-- GIVEN DATA follows --

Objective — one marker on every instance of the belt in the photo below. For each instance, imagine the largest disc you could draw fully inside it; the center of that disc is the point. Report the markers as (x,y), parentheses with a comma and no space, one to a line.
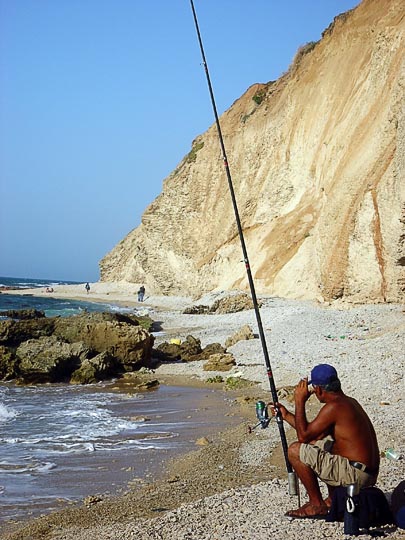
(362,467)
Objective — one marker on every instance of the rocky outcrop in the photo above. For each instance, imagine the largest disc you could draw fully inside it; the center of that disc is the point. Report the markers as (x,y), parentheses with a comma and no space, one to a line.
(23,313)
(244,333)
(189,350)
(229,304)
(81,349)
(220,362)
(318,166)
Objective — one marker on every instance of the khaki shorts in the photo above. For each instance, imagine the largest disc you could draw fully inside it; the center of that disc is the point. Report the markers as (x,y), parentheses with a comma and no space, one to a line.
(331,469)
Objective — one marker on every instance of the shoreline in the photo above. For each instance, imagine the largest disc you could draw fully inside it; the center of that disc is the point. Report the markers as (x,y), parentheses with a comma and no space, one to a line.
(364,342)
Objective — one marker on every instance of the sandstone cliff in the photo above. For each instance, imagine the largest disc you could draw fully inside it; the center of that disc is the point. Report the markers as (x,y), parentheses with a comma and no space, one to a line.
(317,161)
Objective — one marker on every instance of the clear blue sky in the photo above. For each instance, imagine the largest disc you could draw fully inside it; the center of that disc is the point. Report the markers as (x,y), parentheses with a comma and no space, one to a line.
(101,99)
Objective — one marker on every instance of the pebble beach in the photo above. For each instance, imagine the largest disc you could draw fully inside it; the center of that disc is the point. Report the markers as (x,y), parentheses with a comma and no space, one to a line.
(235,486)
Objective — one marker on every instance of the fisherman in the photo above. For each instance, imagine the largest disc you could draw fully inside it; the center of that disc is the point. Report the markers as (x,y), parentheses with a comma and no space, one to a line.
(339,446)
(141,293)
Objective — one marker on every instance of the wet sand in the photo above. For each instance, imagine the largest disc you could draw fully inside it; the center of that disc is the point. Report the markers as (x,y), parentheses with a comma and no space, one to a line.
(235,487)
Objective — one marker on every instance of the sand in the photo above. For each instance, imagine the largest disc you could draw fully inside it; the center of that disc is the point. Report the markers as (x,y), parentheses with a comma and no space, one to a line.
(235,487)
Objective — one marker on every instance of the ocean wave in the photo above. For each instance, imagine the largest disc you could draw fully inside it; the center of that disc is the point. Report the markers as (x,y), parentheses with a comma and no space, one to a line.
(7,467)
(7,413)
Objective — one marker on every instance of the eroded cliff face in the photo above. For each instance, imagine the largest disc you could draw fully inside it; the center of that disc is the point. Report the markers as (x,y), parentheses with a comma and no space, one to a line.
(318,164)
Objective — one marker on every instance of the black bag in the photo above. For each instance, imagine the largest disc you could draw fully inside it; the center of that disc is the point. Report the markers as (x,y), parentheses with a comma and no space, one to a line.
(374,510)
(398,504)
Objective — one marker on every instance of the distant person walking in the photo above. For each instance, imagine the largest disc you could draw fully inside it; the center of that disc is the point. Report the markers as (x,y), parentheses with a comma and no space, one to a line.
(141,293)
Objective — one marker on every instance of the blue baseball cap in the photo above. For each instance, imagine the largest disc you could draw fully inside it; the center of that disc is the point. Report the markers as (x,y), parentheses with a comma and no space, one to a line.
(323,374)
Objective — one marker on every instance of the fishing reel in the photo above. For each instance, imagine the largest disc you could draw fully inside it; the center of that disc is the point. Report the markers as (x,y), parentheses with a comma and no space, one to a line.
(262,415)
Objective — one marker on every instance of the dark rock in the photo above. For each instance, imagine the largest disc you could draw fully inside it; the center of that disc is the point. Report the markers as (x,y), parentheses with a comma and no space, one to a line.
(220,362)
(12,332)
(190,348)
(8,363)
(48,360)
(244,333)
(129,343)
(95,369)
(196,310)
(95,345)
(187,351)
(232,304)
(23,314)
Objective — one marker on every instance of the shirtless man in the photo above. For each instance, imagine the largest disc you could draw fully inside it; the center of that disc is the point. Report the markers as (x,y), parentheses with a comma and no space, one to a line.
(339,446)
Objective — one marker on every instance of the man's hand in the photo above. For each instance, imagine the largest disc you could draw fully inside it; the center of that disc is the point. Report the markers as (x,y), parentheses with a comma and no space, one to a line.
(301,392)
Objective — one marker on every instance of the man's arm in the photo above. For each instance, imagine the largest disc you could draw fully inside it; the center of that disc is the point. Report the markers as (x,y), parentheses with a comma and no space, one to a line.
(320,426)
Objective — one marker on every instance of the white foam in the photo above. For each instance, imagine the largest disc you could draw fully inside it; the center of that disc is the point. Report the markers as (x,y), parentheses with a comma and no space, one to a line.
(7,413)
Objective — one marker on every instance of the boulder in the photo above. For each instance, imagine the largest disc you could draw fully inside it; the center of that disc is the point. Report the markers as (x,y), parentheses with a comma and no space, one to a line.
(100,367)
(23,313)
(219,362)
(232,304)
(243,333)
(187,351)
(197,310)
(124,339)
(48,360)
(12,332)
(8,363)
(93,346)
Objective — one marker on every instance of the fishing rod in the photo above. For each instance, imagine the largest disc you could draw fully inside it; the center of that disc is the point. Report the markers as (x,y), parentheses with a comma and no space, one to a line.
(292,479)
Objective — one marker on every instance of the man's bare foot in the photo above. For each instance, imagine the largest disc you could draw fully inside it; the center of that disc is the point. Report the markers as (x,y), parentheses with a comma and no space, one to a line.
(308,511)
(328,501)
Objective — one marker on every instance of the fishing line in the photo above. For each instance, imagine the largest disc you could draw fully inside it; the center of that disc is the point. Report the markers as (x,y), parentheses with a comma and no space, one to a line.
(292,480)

-- GIVEN DATA concluded --

TO DO:
Which lines run from the one containing "Objective — one marker on every instance of the fishing line" to the end of the records? Transcribe exactly those, both ends included.

EXERCISE OUTPUT:
Objective — one marker on every instance of the fishing line in the photo above. For each instance, imagine the largest disc you could draw fully inside it; the center of that disc is the point. Report the markers as (x,y), parentheses with a comma and no space, one to a line.
(292,480)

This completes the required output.